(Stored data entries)
------------------------------

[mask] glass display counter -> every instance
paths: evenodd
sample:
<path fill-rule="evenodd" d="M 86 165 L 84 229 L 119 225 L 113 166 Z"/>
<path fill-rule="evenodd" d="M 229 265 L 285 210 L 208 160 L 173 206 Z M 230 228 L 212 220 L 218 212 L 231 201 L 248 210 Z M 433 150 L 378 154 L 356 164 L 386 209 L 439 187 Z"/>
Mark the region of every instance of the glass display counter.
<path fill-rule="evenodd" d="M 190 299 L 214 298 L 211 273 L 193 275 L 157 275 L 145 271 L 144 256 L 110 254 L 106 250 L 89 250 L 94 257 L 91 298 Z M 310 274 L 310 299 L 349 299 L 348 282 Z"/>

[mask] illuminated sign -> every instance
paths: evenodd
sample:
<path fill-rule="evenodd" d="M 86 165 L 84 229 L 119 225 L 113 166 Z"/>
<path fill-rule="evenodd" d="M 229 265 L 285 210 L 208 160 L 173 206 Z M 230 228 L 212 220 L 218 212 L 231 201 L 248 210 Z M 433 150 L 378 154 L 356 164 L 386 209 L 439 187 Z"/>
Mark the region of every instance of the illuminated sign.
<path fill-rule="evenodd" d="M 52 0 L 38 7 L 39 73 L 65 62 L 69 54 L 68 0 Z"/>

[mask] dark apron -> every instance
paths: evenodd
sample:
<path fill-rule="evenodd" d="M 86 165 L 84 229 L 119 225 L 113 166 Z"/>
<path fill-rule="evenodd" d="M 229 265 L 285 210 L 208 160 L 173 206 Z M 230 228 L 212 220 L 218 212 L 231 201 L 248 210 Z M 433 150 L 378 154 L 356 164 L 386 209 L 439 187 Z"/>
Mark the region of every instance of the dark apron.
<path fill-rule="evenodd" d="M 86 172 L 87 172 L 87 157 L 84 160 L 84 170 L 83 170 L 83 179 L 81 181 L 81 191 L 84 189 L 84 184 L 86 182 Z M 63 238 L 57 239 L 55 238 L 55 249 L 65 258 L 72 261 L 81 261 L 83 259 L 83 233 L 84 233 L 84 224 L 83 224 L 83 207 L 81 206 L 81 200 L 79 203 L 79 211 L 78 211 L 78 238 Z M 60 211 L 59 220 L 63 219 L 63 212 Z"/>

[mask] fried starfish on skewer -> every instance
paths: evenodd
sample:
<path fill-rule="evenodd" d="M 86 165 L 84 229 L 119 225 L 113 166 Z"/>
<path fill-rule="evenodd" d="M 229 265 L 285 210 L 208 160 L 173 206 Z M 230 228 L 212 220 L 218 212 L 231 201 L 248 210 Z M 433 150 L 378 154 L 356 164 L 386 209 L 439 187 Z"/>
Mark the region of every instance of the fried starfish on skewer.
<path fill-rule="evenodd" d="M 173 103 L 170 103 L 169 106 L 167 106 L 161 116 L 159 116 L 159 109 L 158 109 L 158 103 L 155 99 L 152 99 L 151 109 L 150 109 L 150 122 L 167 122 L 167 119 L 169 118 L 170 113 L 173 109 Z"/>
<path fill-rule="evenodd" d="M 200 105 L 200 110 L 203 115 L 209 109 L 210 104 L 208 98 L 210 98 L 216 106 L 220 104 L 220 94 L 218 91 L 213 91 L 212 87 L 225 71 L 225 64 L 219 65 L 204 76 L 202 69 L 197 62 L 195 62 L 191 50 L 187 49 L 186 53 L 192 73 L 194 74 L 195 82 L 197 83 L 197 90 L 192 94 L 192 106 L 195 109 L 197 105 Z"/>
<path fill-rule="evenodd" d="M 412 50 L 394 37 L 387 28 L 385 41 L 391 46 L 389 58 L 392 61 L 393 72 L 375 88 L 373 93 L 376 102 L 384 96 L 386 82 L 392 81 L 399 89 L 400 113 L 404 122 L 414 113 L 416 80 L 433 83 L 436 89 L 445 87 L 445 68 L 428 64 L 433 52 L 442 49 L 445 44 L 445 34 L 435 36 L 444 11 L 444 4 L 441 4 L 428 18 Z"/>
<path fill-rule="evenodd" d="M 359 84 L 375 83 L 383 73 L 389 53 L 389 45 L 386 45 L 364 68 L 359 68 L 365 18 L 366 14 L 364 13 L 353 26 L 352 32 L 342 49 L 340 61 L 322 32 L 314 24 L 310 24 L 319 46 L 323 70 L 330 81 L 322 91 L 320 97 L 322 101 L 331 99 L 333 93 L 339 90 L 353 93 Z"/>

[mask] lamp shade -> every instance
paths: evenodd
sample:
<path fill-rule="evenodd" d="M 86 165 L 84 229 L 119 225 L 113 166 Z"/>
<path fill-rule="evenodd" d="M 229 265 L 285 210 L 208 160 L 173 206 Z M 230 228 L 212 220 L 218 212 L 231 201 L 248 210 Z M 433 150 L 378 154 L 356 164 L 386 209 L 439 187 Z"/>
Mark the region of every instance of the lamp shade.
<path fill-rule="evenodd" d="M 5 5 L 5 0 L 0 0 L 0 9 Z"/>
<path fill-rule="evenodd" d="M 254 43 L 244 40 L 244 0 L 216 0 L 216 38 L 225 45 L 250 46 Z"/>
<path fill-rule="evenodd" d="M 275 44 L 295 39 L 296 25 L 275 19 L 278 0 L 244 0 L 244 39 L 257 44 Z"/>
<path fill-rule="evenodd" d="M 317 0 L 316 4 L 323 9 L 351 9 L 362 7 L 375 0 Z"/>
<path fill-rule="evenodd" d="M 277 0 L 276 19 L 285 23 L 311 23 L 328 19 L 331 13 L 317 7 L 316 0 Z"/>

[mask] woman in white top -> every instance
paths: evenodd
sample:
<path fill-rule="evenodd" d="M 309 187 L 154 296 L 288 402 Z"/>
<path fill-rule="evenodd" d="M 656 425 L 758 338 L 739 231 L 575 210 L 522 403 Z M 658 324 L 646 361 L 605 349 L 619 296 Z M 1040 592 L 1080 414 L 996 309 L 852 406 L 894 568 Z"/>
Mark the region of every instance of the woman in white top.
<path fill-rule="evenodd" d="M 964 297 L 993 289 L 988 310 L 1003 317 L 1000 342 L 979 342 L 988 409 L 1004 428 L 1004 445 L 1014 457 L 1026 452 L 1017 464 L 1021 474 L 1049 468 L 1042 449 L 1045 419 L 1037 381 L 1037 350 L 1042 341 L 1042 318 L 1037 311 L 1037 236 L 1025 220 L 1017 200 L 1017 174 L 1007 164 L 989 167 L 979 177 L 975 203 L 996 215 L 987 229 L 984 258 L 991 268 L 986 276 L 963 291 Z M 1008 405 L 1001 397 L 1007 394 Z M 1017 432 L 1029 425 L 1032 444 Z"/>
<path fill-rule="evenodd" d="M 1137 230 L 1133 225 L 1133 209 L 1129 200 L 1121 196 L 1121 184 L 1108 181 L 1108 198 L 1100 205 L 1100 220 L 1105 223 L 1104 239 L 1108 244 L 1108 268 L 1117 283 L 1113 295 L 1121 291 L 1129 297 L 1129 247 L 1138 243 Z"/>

------------------------------

▶ **Task goal**
Nothing in the data should be altered; please repeat it exactly.

▶ **Response to this exercise**
[mask] glass display counter -> every instance
paths: evenodd
sample:
<path fill-rule="evenodd" d="M 86 165 L 84 229 L 119 225 L 113 166 Z"/>
<path fill-rule="evenodd" d="M 229 265 L 285 210 L 208 160 L 173 206 Z M 230 228 L 212 220 L 218 212 L 231 201 L 248 210 Z M 433 150 L 378 154 L 356 164 L 386 209 L 439 187 Z"/>
Mark the region of every instance of the glass display counter.
<path fill-rule="evenodd" d="M 190 299 L 214 298 L 211 273 L 193 275 L 157 275 L 145 271 L 144 256 L 110 254 L 106 250 L 89 250 L 94 257 L 91 298 Z M 310 274 L 310 299 L 349 299 L 348 282 Z"/>

[mask] illuminated sign -> every instance
paths: evenodd
sample:
<path fill-rule="evenodd" d="M 86 165 L 84 229 L 119 225 L 113 166 Z"/>
<path fill-rule="evenodd" d="M 229 265 L 285 210 L 208 160 L 173 206 Z M 230 228 L 212 220 L 218 212 L 231 201 L 248 210 Z M 433 150 L 378 154 L 356 164 L 386 209 L 439 187 Z"/>
Mark the region of every instance of the illuminated sign.
<path fill-rule="evenodd" d="M 52 0 L 38 7 L 39 73 L 65 62 L 69 54 L 68 0 Z"/>

[mask] dark apron -> every instance
paths: evenodd
sample:
<path fill-rule="evenodd" d="M 86 165 L 84 229 L 119 225 L 113 166 Z"/>
<path fill-rule="evenodd" d="M 229 265 L 285 210 L 208 160 L 173 206 Z M 230 228 L 212 220 L 218 212 L 231 201 L 248 210 Z M 433 150 L 378 154 L 356 164 L 386 209 L 439 187 Z"/>
Mark the region of every instance of the dark apron.
<path fill-rule="evenodd" d="M 86 172 L 87 172 L 87 157 L 84 160 L 84 170 L 83 170 L 83 179 L 81 181 L 81 191 L 84 189 L 84 184 L 86 182 Z M 63 238 L 57 239 L 55 238 L 55 249 L 65 258 L 72 261 L 81 261 L 83 259 L 83 233 L 84 233 L 84 224 L 83 224 L 83 207 L 81 206 L 81 200 L 79 203 L 79 211 L 78 211 L 78 238 Z M 60 211 L 59 220 L 63 219 L 63 212 Z"/>

[mask] fried starfish on skewer -> every instance
paths: evenodd
sample:
<path fill-rule="evenodd" d="M 86 165 L 84 229 L 119 225 L 113 166 Z"/>
<path fill-rule="evenodd" d="M 229 265 L 285 210 L 208 160 L 173 206 Z M 230 228 L 212 220 L 218 212 L 231 201 L 248 210 Z M 433 150 L 378 154 L 356 164 L 386 209 L 439 187 Z"/>
Mark the region of every instance of the fried starfish on skewer.
<path fill-rule="evenodd" d="M 173 103 L 170 103 L 169 106 L 167 106 L 161 116 L 159 116 L 159 109 L 158 109 L 158 103 L 155 99 L 152 99 L 151 109 L 150 109 L 150 122 L 167 122 L 167 119 L 169 118 L 170 113 L 173 109 Z"/>
<path fill-rule="evenodd" d="M 200 105 L 200 110 L 203 115 L 209 109 L 210 104 L 208 98 L 210 98 L 216 106 L 220 104 L 220 94 L 218 91 L 213 91 L 212 87 L 225 71 L 225 64 L 219 65 L 204 76 L 202 69 L 197 62 L 195 62 L 191 50 L 187 49 L 186 53 L 192 73 L 194 74 L 195 82 L 197 83 L 197 90 L 192 94 L 192 106 L 195 109 L 197 105 Z"/>
<path fill-rule="evenodd" d="M 412 50 L 394 37 L 387 28 L 385 41 L 391 46 L 389 58 L 392 61 L 393 72 L 375 88 L 373 93 L 376 102 L 384 96 L 386 82 L 392 81 L 399 89 L 400 113 L 404 122 L 414 113 L 416 80 L 433 83 L 436 89 L 445 87 L 445 68 L 428 64 L 433 52 L 442 49 L 445 44 L 445 34 L 435 36 L 444 11 L 444 4 L 441 4 L 428 18 Z"/>
<path fill-rule="evenodd" d="M 359 84 L 375 83 L 383 73 L 389 53 L 389 45 L 386 45 L 364 68 L 359 68 L 365 18 L 366 14 L 364 13 L 353 26 L 352 32 L 342 49 L 340 61 L 322 32 L 314 24 L 310 24 L 319 46 L 323 70 L 330 81 L 322 91 L 320 97 L 322 101 L 331 99 L 333 93 L 339 90 L 353 93 Z"/>

[mask] lamp shade -> every instance
paths: evenodd
sample:
<path fill-rule="evenodd" d="M 86 165 L 84 229 L 119 225 L 113 166 Z"/>
<path fill-rule="evenodd" d="M 229 265 L 285 210 L 208 160 L 173 206 Z M 230 228 L 212 220 L 218 212 L 231 201 L 248 210 Z M 433 150 L 378 154 L 356 164 L 386 209 L 439 187 Z"/>
Mark the region of every instance of the lamp shade.
<path fill-rule="evenodd" d="M 5 5 L 5 0 L 0 0 L 0 9 Z"/>
<path fill-rule="evenodd" d="M 254 43 L 244 40 L 244 0 L 216 0 L 216 38 L 225 45 L 250 46 Z"/>
<path fill-rule="evenodd" d="M 275 44 L 295 39 L 296 25 L 275 19 L 278 0 L 244 0 L 244 39 L 257 44 Z"/>
<path fill-rule="evenodd" d="M 317 0 L 316 4 L 323 9 L 351 9 L 362 7 L 375 0 Z"/>
<path fill-rule="evenodd" d="M 277 0 L 276 19 L 285 23 L 311 23 L 328 19 L 331 13 L 317 7 L 316 0 Z"/>

[mask] woman in white top -> every instance
paths: evenodd
sample:
<path fill-rule="evenodd" d="M 309 187 L 154 296 L 288 402 Z"/>
<path fill-rule="evenodd" d="M 656 425 L 758 338 L 739 231 L 575 210 L 522 403 Z M 658 324 L 646 361 L 605 349 L 619 296 Z M 1040 592 L 1080 414 L 996 309 L 852 406 L 894 568 Z"/>
Mark the region of every instance of the woman in white top.
<path fill-rule="evenodd" d="M 964 297 L 993 289 L 988 310 L 1003 317 L 1000 342 L 979 342 L 988 409 L 1004 428 L 1004 445 L 1014 457 L 1026 452 L 1017 464 L 1021 474 L 1049 468 L 1042 449 L 1045 419 L 1037 381 L 1037 350 L 1042 341 L 1042 318 L 1037 311 L 1037 236 L 1025 220 L 1017 200 L 1017 174 L 1007 164 L 989 167 L 979 177 L 975 203 L 996 215 L 987 229 L 984 258 L 991 268 L 986 276 L 963 291 Z M 1008 405 L 1001 397 L 1007 394 Z M 1017 432 L 1029 425 L 1032 444 Z"/>
<path fill-rule="evenodd" d="M 1137 230 L 1133 225 L 1133 209 L 1129 200 L 1121 196 L 1121 184 L 1108 181 L 1108 198 L 1100 205 L 1100 220 L 1105 223 L 1104 239 L 1108 244 L 1108 268 L 1117 283 L 1113 295 L 1121 291 L 1129 297 L 1129 247 L 1138 243 Z"/>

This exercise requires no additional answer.